INSTRUCTIONS FOR THE TASK: Rewrite the records from the line that contains "locate the dark rock in the photo above" through the end of the records, replacing "dot" with "point" and changing nothing else. Give only those lines.

□ □ □ □ □

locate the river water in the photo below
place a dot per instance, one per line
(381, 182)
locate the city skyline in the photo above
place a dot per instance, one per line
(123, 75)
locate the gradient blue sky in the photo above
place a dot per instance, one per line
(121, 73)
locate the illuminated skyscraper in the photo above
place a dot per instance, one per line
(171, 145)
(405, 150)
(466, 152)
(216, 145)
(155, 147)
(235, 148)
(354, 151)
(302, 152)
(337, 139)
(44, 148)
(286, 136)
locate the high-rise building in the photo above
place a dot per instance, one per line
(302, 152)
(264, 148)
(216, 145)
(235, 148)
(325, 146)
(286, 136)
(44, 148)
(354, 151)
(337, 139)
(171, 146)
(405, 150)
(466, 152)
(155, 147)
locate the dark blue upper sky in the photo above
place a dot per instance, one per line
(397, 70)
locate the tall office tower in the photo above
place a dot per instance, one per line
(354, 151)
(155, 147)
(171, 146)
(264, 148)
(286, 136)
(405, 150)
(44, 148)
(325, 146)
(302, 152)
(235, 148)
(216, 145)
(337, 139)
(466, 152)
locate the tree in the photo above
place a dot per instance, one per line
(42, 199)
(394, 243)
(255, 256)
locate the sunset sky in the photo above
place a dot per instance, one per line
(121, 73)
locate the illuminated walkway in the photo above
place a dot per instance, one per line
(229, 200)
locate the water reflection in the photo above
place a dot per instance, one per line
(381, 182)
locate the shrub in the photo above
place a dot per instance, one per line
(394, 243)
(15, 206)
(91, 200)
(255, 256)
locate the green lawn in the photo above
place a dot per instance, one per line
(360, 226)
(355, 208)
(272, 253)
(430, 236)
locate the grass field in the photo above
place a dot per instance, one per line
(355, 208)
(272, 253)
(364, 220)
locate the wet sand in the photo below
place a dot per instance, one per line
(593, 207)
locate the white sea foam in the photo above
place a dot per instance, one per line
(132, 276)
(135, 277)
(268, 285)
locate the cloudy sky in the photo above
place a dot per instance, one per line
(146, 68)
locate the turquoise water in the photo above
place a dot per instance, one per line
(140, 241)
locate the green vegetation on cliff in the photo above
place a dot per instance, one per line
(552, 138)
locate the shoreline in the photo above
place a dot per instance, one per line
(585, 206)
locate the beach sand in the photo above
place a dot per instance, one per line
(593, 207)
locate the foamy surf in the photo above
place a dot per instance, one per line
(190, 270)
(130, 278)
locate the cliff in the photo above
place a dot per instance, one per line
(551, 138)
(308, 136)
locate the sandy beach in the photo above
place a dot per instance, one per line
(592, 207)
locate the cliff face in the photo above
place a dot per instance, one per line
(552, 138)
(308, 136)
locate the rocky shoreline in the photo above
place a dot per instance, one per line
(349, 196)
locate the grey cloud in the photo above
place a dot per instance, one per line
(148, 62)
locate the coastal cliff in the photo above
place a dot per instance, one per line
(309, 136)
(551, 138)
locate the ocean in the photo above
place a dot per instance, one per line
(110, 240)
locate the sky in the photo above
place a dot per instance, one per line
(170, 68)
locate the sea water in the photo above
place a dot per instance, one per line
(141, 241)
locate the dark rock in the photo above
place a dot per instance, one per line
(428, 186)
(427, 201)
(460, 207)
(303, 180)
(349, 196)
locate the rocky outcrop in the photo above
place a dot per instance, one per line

□ □ □ □ □

EXERCISE RESPONSE:
locate the dark rock in the photo above
place a point per instance, one per line
(428, 186)
(427, 201)
(460, 207)
(303, 180)
(349, 196)
locate the rocky outcrop in the photo above
place a point per instance, one per line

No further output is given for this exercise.